> **PROMPT**
Quote, exactly, the line holding "Each instance of the grassy" and all lines after it to the end of the records below. Exclude pictures.

> **DATA PROVIDED**
——————————

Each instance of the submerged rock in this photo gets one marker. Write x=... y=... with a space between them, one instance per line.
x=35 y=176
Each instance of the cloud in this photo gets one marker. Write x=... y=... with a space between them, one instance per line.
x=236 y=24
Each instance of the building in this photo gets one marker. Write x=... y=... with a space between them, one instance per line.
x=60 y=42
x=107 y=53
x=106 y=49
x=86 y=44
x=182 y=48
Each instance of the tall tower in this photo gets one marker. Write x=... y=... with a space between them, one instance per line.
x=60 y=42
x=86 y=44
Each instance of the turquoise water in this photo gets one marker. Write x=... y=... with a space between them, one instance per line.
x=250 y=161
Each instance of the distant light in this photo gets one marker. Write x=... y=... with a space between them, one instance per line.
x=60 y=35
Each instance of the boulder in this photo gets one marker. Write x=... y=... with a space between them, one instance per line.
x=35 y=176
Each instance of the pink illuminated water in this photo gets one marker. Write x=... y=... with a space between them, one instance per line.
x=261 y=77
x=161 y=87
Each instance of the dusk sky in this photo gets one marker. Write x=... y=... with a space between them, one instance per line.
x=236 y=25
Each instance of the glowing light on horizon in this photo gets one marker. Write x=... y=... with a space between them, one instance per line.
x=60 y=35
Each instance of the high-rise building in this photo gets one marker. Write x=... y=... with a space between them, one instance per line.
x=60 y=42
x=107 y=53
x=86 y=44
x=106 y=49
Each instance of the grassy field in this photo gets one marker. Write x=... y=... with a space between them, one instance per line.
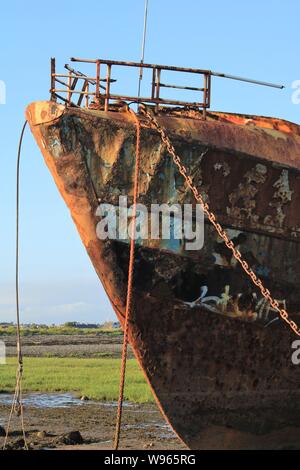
x=98 y=379
x=56 y=330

——————————

> **SOLUTION BELOW**
Each instance of the grassy field in this photo gets one marker. Write x=... y=... with a space between them, one instance per line.
x=98 y=379
x=56 y=330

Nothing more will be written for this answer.